The term embodiment can be used to describe the sensations that arise as part of “being inside, having, and controlling a body” (Kilteni et al. 2012, p. 375). Embodiment is a central part of embodied cognition, which suggests that the way we think and make sense of the world depends on our sensorimotor system and bodily interactions with the environment (Wilson 2002). In general, this view emphasizes the role of the body in human experience and links it with cognitive processes (Stolz 2015) as well as affective processes (i.e., when emotions involve bodily sensations; Furtak 2018). In IVR, embodiment refers to the experience of owning a virtual body (body ownership), which can be influenced by the external appearance of the body and the ability to control the actions of the body (agency), and the possibility to feel the sensorial events directed to the body (such as touch; Kilteni et al. 2012; Longo et al. 2008). In the CAMIL, presence, and specially self-presence, is posited to be associated with increased levels of embodiment experienced by learners in IVR (positive relation, path 11 in Fig. 2; Biocca and Frank 1997). As mentioned above, self-presence refers to experiencing a virtual self as the actual self in either sensory or non-sensory ways, and is thus closely linked to feelings of embodiment. Likewise, feeling in control of the actions of the body (agency) is positively linked to embodiment (positive relation, path 12 in Fig. 2; Gonzalez-Franco and Peck 2018).

> [GIVEN RECORDS]:
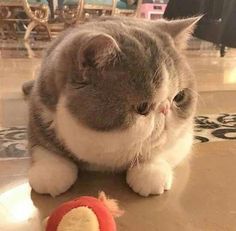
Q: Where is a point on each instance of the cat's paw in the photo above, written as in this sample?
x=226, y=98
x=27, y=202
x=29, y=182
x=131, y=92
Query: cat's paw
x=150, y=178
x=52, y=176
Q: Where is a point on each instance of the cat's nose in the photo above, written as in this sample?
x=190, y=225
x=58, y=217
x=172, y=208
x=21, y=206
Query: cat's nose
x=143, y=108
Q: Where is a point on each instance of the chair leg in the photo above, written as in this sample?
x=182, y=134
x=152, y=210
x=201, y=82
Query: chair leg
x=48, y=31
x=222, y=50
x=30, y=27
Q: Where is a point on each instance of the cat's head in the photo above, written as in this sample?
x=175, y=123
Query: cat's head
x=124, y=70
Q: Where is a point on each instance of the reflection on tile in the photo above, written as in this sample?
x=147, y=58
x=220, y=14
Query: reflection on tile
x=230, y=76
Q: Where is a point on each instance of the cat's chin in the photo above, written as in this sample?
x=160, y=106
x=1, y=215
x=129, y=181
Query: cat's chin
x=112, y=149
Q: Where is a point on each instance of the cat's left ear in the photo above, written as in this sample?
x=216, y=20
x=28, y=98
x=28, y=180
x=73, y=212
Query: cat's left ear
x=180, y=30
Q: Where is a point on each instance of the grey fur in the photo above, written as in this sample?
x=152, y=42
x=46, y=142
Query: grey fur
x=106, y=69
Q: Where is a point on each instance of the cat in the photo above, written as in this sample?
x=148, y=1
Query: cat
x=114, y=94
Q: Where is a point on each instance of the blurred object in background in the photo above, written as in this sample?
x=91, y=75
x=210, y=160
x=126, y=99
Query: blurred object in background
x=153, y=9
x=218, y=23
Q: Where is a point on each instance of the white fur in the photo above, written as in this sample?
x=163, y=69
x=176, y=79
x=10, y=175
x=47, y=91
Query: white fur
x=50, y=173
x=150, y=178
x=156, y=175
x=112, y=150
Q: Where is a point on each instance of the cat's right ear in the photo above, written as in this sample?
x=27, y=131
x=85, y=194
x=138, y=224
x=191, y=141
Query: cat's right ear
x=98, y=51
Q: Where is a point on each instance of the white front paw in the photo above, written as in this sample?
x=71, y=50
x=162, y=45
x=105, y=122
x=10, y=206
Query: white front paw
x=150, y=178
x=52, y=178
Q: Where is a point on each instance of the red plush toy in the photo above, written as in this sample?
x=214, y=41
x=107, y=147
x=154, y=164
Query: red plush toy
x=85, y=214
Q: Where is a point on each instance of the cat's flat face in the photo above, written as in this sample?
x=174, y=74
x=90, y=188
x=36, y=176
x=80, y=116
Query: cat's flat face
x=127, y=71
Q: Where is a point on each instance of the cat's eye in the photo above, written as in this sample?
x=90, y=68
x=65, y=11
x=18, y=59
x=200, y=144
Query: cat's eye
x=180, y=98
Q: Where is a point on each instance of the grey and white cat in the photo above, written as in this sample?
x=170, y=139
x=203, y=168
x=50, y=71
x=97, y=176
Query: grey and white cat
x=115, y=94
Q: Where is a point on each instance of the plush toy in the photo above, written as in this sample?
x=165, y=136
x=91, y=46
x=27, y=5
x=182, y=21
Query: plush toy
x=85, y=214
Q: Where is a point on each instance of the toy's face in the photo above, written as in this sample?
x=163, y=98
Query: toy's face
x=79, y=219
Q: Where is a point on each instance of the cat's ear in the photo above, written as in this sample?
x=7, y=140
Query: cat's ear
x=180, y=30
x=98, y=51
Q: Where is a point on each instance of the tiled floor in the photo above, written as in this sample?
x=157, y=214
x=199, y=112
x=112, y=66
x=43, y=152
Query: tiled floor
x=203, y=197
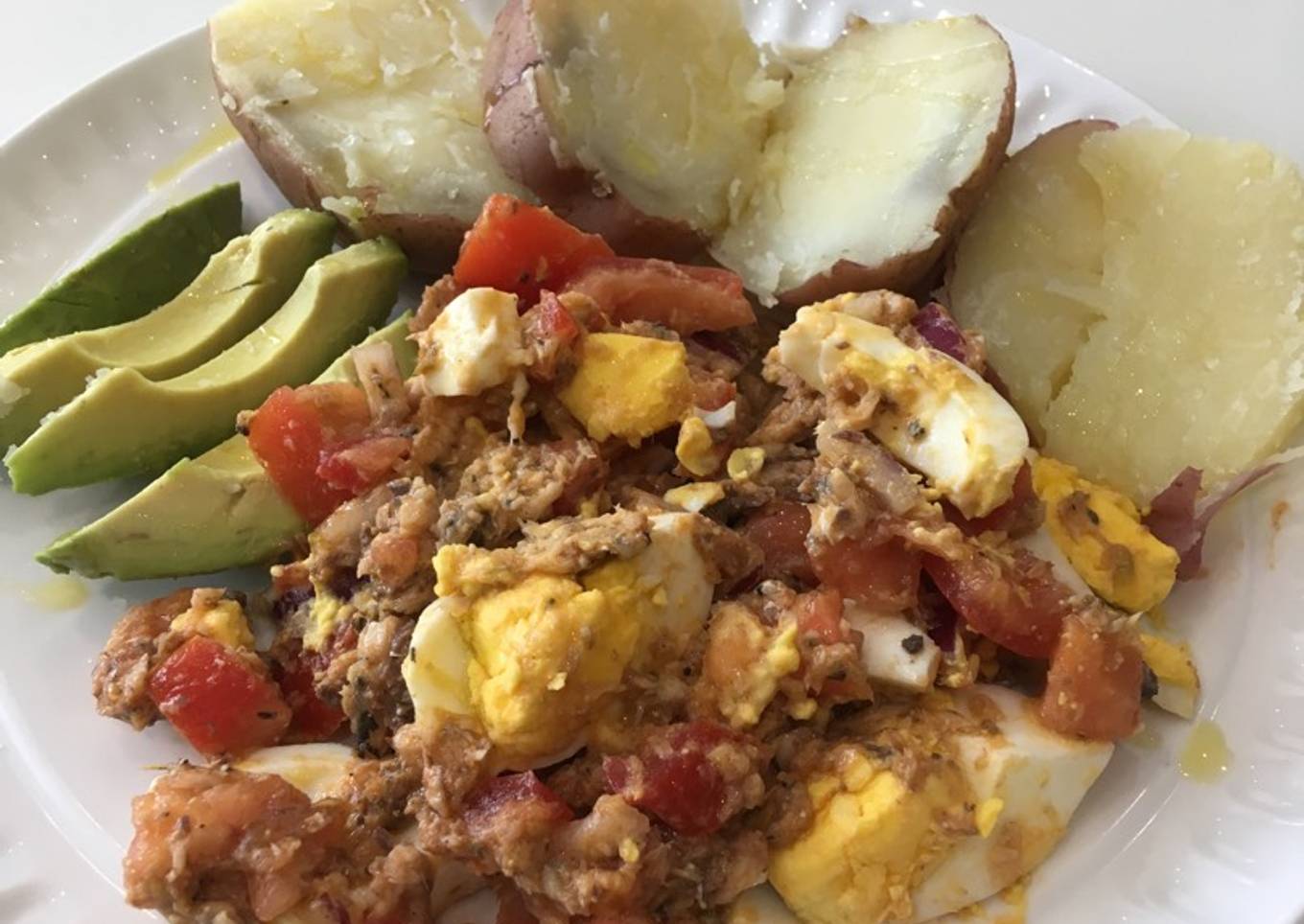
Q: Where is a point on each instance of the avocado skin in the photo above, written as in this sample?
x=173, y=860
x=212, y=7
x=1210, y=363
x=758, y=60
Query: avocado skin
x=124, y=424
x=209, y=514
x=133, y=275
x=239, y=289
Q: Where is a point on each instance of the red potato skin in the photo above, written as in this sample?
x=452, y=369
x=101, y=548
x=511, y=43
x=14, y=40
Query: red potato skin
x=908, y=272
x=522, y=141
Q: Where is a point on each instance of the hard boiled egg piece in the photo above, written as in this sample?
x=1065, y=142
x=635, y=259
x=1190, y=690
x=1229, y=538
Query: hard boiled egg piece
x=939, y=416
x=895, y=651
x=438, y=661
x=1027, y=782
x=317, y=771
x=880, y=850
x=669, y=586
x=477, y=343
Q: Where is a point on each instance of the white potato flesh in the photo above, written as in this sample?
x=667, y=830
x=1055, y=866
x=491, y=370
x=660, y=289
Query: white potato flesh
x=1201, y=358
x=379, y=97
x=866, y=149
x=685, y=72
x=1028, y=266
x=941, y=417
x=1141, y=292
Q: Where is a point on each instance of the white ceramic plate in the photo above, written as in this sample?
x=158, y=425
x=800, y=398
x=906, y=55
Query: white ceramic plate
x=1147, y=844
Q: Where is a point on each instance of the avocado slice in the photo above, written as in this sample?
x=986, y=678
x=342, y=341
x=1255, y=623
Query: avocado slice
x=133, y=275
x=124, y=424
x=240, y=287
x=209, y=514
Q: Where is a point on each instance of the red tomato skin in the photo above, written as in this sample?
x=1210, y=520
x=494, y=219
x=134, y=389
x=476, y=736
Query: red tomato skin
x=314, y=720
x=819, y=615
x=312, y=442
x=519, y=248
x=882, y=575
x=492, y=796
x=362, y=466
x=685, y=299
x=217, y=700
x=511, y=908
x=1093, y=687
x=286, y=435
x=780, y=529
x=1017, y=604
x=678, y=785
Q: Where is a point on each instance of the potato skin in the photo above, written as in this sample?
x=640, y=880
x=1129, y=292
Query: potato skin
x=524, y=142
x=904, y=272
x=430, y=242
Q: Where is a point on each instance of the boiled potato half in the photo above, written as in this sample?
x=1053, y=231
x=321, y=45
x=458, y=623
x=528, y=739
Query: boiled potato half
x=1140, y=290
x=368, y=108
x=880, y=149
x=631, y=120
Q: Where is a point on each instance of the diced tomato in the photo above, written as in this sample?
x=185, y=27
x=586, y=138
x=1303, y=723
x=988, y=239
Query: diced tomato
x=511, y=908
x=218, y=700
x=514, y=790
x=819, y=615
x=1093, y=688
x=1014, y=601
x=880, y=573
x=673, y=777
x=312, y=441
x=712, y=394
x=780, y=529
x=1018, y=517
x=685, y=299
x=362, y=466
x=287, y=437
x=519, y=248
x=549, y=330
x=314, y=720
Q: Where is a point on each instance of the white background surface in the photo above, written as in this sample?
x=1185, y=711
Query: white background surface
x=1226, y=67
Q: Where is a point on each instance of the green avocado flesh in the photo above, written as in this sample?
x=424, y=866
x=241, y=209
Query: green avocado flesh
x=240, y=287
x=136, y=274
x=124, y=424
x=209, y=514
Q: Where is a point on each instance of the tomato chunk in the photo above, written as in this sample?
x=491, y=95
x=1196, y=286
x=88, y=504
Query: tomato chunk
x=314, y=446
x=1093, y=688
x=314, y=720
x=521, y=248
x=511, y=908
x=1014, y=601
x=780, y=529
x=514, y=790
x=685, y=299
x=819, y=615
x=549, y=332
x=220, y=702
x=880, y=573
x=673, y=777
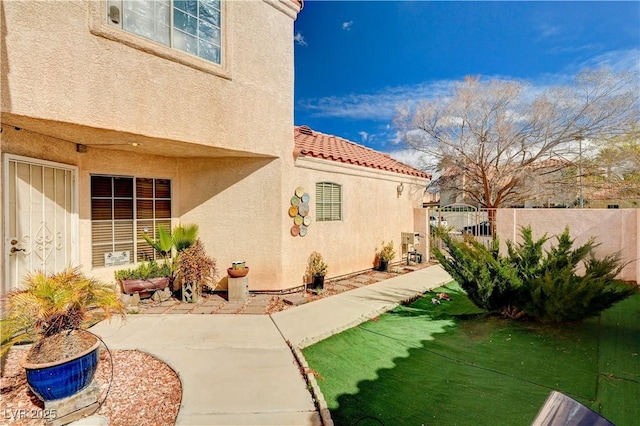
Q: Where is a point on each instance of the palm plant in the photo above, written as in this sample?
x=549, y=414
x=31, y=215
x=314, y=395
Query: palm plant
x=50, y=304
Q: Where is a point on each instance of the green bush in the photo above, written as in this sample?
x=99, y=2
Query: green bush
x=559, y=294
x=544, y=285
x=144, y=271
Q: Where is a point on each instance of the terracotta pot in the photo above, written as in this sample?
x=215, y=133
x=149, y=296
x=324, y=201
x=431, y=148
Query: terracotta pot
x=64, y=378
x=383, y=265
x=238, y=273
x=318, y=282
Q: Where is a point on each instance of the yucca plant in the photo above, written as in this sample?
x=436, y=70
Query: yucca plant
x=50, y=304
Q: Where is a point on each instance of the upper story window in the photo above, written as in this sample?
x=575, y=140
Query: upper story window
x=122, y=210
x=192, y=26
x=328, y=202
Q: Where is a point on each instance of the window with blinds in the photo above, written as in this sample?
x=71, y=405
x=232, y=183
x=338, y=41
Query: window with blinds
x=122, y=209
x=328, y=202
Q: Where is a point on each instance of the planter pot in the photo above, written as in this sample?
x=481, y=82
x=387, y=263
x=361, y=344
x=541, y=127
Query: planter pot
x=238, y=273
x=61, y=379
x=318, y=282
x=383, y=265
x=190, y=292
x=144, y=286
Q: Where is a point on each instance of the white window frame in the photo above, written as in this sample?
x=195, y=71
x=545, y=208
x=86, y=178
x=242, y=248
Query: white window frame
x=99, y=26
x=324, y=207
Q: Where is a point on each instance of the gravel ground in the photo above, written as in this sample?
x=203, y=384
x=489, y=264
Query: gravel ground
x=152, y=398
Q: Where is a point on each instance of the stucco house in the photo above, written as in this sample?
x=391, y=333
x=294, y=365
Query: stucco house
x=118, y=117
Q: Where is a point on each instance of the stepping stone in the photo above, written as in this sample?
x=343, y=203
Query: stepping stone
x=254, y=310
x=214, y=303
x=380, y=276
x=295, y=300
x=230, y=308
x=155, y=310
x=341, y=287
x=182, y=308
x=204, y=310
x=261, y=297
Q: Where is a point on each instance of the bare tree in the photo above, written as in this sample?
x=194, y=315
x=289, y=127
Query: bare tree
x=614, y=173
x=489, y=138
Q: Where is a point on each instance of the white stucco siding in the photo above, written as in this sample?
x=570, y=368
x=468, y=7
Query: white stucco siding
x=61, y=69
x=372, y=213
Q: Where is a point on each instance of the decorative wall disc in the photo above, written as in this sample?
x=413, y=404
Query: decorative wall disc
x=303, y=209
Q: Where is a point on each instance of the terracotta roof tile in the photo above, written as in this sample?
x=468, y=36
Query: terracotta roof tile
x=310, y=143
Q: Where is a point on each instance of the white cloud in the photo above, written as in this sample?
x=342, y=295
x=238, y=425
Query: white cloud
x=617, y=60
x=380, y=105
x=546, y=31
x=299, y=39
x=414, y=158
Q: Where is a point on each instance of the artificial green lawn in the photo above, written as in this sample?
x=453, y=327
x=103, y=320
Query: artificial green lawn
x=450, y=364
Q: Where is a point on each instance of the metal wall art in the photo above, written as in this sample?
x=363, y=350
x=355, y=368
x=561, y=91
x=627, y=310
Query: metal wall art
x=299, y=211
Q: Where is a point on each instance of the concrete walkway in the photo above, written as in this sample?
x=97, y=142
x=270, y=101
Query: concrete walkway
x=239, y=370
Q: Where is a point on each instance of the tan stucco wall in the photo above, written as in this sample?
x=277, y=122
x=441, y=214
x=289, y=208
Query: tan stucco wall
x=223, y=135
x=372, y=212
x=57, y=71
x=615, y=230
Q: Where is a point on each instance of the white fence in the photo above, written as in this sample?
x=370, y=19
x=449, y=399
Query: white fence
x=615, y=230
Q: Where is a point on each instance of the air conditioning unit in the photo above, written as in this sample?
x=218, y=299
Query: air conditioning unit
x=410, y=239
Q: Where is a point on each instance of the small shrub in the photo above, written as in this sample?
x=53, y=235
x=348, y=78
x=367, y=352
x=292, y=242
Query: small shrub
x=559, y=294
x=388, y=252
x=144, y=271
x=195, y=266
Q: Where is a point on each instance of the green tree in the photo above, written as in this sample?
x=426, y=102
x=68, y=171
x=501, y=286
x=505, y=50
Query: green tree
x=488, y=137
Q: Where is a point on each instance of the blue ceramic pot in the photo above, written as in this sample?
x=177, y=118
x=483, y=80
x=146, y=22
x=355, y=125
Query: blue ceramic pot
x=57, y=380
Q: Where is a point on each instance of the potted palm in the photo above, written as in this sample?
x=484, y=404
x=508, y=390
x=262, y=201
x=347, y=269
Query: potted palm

> [WHAT THIS EXERCISE ASKS]:
• a. List every distinct source that the passage on embodiment cites, giving each by its authors and year.
• b. Gather every line of the records that contains the word "skin".

> [COMPLETE ANSWERS]:
• a.
- Kilteni et al. 2012
- Wilson 2002
- Stolz 2015
- Furtak 2018
- Longo et al. 2008
- Biocca and Frank 1997
- Gonzalez-Franco and Peck 2018

• b.
Q: Where is a point on each instance of the avocado skin in the photo above, written as in this sample?
Query: avocado skin
Q: Where is a point on each instance of the red potato skin in the photo above, written as in this sample?
Query: red potato skin
Q: Where is a point on each instance of the red tomato skin in the photo above, written as in this sample?
Query: red tomato skin
Q: Where is a point on each instance of the potato skin in the photo above, written as in this sample?
Query: potato skin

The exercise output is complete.